● **What you need to do**:
a: According to the news passage on the budget negotiations, who chairs the Senate Finance Committee?
b: Reproduce the news passage on the budget negotiations word for word, beginning at the words "The source said" and stopping after "compromise was emerging.".

● **Supplied passage**:
[Start of Attachment]
That opening offer lowered expectations on Capitol Hill that a breakthrough could be pending, but behind the scenes, talks continued, focusing on a possibly higher threshold of $400,000. Senator Max Baucus of Montana, chairman of the Senate Finance Committee, said sentiment is “gelling” around a new offer, and a source familiar with the negotiations said the president would ask Republican and Democratic leaders what proposal could win majority support in the House and Senate.
The source said that the president would use the opportunity to make the case for a proposal that he believed could pass both the House and Senate, one that included extending lower tax rates for household income of $250,000 or less and an extension of unemployment insurance for two million Americans who are about to lose their benefits. The official said that the president intended to ask the Congressional leaders for a counterproposal or to allow an up-or-down vote on his outlined plan.
The meeting with Senator Harry Reid, the majority leader; Senator Mitch McConnell, the Republican leader; Speaker John A. Boehner; and Representative Nancy Pelosi, the Democratic leader, came as another potential compromise was emerging.
[End of Attachment]
[Dataset excerpts]
[Start of Attachment]
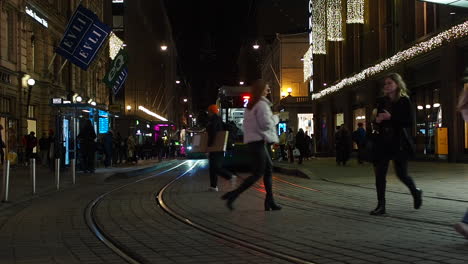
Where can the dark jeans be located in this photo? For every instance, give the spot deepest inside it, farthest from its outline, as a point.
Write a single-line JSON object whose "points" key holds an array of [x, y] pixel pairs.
{"points": [[261, 166], [465, 218], [401, 169], [216, 161], [283, 154]]}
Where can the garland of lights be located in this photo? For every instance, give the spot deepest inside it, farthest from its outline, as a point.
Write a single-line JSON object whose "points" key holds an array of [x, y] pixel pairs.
{"points": [[319, 27], [355, 12], [308, 64], [452, 34], [115, 44], [334, 21]]}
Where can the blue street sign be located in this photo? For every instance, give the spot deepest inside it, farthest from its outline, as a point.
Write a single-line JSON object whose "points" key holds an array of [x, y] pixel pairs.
{"points": [[120, 80], [83, 38]]}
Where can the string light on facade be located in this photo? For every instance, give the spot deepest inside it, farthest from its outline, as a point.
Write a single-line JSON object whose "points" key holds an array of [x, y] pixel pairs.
{"points": [[308, 64], [115, 44], [355, 14], [334, 21], [454, 33], [319, 26]]}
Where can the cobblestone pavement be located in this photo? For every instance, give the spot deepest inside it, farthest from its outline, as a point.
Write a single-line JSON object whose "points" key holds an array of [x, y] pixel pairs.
{"points": [[324, 219]]}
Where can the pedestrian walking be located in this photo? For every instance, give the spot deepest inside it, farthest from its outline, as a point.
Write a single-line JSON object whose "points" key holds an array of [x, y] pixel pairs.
{"points": [[290, 144], [359, 137], [393, 115], [301, 144], [87, 139], [283, 140], [31, 143], [215, 125], [343, 145], [259, 133]]}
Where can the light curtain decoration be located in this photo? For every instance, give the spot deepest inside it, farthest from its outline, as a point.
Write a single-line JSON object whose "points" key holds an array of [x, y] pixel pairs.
{"points": [[355, 12], [319, 27], [454, 33], [334, 21], [308, 64]]}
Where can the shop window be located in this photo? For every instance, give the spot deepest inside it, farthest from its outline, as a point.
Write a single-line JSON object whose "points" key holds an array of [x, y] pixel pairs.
{"points": [[32, 112]]}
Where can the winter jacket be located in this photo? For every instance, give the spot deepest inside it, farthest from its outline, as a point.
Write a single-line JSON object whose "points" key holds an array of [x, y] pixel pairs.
{"points": [[260, 123]]}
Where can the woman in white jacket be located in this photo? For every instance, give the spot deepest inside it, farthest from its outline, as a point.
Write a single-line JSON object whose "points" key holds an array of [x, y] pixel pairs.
{"points": [[259, 134]]}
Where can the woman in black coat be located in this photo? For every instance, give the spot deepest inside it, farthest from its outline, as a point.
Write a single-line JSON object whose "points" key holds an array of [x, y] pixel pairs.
{"points": [[393, 116]]}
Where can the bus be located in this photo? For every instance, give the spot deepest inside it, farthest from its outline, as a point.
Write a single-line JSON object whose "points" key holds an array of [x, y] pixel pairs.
{"points": [[232, 102]]}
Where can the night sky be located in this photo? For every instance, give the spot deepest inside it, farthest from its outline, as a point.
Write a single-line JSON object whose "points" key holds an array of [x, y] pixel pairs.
{"points": [[209, 35]]}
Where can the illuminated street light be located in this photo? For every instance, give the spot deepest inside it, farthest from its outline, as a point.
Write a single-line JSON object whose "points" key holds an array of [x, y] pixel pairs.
{"points": [[31, 81]]}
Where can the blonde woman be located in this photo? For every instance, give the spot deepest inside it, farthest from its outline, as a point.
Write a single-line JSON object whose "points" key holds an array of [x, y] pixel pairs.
{"points": [[259, 134], [393, 116]]}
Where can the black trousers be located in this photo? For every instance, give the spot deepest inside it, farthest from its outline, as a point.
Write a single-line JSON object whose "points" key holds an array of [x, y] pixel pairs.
{"points": [[261, 166], [216, 168], [400, 161]]}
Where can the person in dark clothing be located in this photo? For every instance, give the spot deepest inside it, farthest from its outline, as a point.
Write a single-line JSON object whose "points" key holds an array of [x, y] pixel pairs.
{"points": [[393, 114], [31, 143], [107, 143], [343, 145], [301, 144], [215, 124], [359, 136], [87, 139]]}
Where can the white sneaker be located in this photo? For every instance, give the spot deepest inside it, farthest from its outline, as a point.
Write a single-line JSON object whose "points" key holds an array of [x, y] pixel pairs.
{"points": [[213, 189], [462, 228]]}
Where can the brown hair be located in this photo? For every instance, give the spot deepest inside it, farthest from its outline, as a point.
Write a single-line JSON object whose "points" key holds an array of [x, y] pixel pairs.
{"points": [[401, 90], [256, 90]]}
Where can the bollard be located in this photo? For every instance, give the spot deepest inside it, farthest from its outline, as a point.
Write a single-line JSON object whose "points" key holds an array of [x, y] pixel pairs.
{"points": [[73, 165], [6, 181], [33, 174], [57, 173]]}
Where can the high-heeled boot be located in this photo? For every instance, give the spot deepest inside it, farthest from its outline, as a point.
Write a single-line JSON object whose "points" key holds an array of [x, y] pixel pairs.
{"points": [[271, 205], [230, 197], [380, 209]]}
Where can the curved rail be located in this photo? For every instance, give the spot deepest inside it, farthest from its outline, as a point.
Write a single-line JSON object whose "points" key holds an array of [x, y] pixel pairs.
{"points": [[128, 256], [159, 199]]}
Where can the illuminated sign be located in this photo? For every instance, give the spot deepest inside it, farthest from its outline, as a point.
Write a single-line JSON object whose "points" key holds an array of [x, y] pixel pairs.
{"points": [[460, 3], [36, 17]]}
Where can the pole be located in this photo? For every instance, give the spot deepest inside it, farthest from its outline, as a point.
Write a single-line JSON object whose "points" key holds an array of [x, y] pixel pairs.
{"points": [[33, 175], [6, 181], [57, 173]]}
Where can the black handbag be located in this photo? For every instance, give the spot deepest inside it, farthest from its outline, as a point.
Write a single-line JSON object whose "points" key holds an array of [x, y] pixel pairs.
{"points": [[407, 143]]}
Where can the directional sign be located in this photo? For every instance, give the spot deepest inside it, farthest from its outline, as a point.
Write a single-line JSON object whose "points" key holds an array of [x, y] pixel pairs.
{"points": [[83, 38]]}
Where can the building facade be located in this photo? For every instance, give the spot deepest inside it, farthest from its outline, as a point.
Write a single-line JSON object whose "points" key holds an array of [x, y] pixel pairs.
{"points": [[426, 43], [29, 32]]}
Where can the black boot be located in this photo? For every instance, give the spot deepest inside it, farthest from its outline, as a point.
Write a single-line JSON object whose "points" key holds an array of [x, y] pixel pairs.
{"points": [[417, 197], [379, 210], [271, 205], [230, 197]]}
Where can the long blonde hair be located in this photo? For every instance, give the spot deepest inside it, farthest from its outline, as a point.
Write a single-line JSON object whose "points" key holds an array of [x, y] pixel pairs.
{"points": [[402, 91]]}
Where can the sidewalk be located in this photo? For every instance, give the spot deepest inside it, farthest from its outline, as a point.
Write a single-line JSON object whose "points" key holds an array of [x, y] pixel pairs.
{"points": [[21, 184], [437, 179]]}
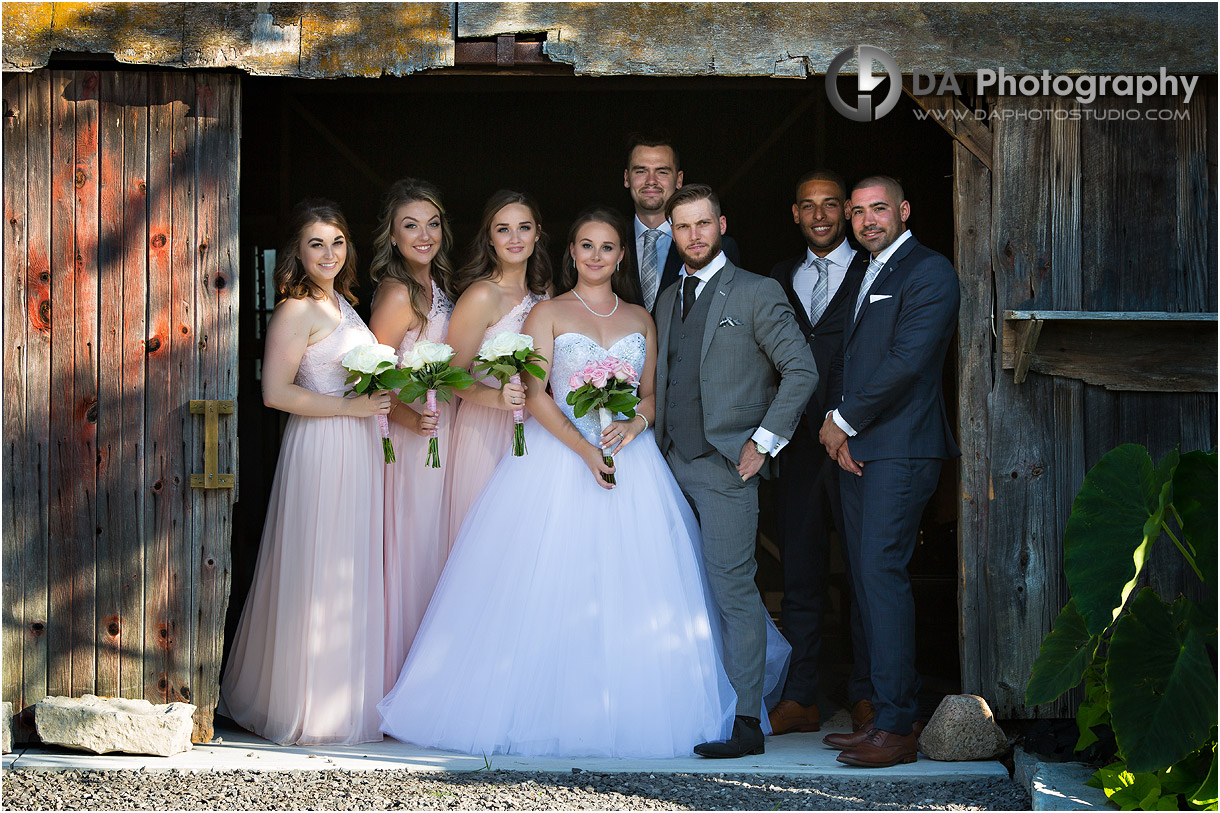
[End of Attachment]
● **Task-by-task solutions**:
a: Senator Max Baucus of Montana chairs the Senate Finance Committee.

b:
The source said that the president would use the opportunity to make the case for a proposal that he believed could pass both the House and Senate, one that included extending lower tax rates for household income of $250,000 or less and an extension of unemployment insurance for two million Americans who are about to lose their benefits. The official said that the president intended to ask the Congressional leaders for a counterproposal or to allow an up-or-down vote on his outlined plan.
The meeting with Senator Harry Reid, the majority leader; Senator Mitch McConnell, the Republican leader; Speaker John A. Boehner; and Representative Nancy Pelosi, the Democratic leader, came as another potential compromise was emerging.